* EXERCISE REQUIREMENTS *
Repeat, exactly as written, the line with "Please annotate the arched" and every line that follows it in the material below, ending with the last.

═════ EXERCISE INPUTS

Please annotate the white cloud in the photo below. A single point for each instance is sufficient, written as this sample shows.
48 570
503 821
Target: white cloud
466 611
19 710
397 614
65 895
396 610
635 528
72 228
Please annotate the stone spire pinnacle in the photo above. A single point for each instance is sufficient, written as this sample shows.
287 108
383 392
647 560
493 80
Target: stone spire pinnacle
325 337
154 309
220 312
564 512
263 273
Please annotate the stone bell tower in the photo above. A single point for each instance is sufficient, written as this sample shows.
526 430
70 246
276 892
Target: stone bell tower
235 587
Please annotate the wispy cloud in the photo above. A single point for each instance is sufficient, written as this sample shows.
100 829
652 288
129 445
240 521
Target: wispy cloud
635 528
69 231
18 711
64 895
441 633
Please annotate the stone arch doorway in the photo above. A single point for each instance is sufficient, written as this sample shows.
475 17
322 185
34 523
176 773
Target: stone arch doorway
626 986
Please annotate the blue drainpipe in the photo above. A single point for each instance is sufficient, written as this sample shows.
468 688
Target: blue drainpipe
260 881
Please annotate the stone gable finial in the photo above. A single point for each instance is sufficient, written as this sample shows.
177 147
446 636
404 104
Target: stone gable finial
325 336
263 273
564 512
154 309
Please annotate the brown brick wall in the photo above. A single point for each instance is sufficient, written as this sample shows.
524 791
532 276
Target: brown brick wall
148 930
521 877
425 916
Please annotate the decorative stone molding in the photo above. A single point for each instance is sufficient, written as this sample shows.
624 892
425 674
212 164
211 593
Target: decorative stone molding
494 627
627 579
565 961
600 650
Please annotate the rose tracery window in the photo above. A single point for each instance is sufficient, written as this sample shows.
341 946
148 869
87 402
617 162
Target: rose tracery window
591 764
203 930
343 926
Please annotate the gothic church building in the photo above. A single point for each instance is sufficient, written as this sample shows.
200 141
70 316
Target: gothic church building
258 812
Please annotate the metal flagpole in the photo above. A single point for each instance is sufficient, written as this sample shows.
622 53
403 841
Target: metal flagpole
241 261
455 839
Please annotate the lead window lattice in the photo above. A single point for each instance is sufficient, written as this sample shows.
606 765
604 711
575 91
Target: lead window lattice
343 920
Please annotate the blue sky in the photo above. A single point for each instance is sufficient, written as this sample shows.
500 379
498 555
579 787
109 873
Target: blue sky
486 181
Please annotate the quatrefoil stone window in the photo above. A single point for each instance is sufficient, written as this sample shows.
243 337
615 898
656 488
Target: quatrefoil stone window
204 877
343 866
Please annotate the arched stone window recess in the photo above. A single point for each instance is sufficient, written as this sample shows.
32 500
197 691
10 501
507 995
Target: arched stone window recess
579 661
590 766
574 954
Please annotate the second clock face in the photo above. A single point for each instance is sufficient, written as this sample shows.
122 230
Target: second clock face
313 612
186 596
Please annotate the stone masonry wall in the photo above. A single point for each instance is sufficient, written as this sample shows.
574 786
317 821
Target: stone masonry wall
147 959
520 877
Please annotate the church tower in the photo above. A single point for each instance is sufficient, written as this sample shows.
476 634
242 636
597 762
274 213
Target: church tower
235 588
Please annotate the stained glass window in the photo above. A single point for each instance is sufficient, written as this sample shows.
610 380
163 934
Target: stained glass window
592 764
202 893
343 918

══════════

* ANSWER TO THE EXERCISE *
Please annotate the arched stone window recess in the photo above. A single point for each instance is sufficient, written as this sample shows.
32 500
197 691
10 501
507 995
Target: arched stone window recess
579 661
590 766
574 954
Please annotate the second clock face in the photo above. A single point for each instance is sufficient, written as this sample shows.
122 230
Target: second clock face
313 612
186 596
Please annotate the stone masonry wall in the photo above. A single point for each instance is sufficient, written as this sample shows.
574 786
317 821
Target: stone masonry wall
147 959
520 877
Please annotate the church tower in the photo above. A single point for each instance is sufficient, written as this sample shows.
476 634
242 636
597 762
274 213
Target: church tower
235 588
Please annotate the stained glass window in the photo above. A single point for each instance is sufficient, written as this sample shows.
610 380
163 934
Target: stained glass window
592 764
202 893
343 918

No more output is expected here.